## Task to complete
Rewrite these records with every "outline" changed to "contour" and everything else left the same. Leave the pictures out of your version.
— begin —
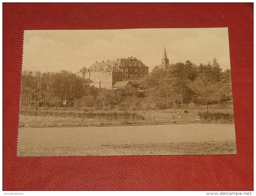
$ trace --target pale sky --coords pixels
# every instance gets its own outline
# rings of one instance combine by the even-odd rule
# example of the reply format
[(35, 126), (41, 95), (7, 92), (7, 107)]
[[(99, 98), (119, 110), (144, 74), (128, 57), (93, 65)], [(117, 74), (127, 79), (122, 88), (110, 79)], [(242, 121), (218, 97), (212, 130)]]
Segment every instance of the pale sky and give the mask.
[(23, 70), (75, 73), (96, 61), (132, 56), (151, 72), (165, 46), (170, 64), (189, 60), (198, 66), (215, 58), (223, 71), (230, 68), (225, 28), (26, 30)]

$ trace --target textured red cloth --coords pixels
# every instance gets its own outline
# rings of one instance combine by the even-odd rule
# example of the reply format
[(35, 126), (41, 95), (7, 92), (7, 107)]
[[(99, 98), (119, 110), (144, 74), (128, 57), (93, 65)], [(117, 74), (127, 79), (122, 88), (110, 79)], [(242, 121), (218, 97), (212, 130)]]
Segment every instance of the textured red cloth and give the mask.
[[(4, 3), (3, 190), (252, 190), (253, 6)], [(17, 157), (24, 30), (227, 27), (237, 155)]]

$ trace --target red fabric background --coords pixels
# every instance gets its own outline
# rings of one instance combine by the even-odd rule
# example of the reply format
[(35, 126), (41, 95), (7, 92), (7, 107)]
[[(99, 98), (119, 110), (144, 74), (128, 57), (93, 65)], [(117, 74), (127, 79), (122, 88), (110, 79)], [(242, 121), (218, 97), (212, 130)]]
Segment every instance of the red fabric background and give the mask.
[[(253, 6), (3, 3), (3, 190), (252, 190)], [(226, 27), (237, 155), (17, 157), (24, 30)]]

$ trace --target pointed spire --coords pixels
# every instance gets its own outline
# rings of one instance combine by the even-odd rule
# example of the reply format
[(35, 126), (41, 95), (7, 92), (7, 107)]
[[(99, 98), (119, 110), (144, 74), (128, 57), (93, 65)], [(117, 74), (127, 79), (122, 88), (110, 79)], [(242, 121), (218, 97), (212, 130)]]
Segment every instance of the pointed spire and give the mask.
[(164, 47), (164, 55), (163, 55), (163, 58), (162, 60), (169, 60), (167, 58), (167, 55), (166, 55), (166, 52), (165, 51), (165, 47)]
— end —
## Solution for this problem
$ trace --target pale sky --coords pixels
# every instance gets its own contour
# rings of one instance combine by the even-odd rule
# example of the reply format
[(35, 126), (41, 95), (7, 92), (7, 107)]
[[(99, 98), (119, 110), (144, 74), (128, 57), (93, 65)], [(117, 74), (127, 79), (122, 88), (110, 79)], [(242, 121), (218, 97), (212, 130)]]
Segment every instance of the pale sky and give the mask.
[(23, 70), (75, 73), (96, 61), (132, 56), (151, 72), (165, 46), (170, 64), (189, 60), (198, 66), (215, 58), (223, 71), (230, 68), (225, 28), (26, 30)]

$ trace --target textured red cloth --coords pixels
# every instance gets its own contour
# rings of one instance combine by the even-odd rule
# example of the reply format
[(35, 126), (41, 95), (7, 92), (7, 107)]
[[(99, 98), (119, 110), (144, 74), (128, 57), (93, 65)], [(117, 74), (127, 79), (122, 88), (110, 79)], [(242, 121), (218, 97), (212, 130)]]
Segment every instance of the textured red cloth and give the mask.
[[(4, 3), (3, 190), (252, 190), (253, 6)], [(17, 157), (24, 30), (227, 27), (237, 155)]]

$ trace --target red fabric background --coords pixels
# every instance gets its own contour
# rings of one instance combine by the even-odd rule
# example of the reply format
[(35, 126), (41, 95), (7, 92), (7, 107)]
[[(99, 98), (119, 110), (144, 74), (128, 57), (93, 65)], [(117, 74), (127, 79), (122, 88), (110, 79)], [(242, 121), (218, 97), (212, 130)]]
Segment every instance of the red fabric background and give the mask.
[[(253, 6), (3, 3), (3, 190), (252, 190)], [(226, 27), (237, 155), (17, 157), (24, 30)]]

$ trace --target pointed spire --coords pixels
# every instance gets its own contour
# rings of one instance combine by the even-odd rule
# example of the reply format
[(35, 126), (41, 95), (7, 92), (7, 107)]
[[(99, 98), (119, 110), (144, 74), (128, 57), (93, 65)], [(117, 74), (127, 79), (122, 88), (110, 79)], [(242, 121), (218, 97), (212, 130)]]
Segment every instance of the pointed spire and give the mask.
[(164, 47), (164, 55), (163, 55), (163, 58), (162, 60), (169, 60), (167, 58), (167, 55), (166, 55), (166, 52), (165, 51), (165, 47)]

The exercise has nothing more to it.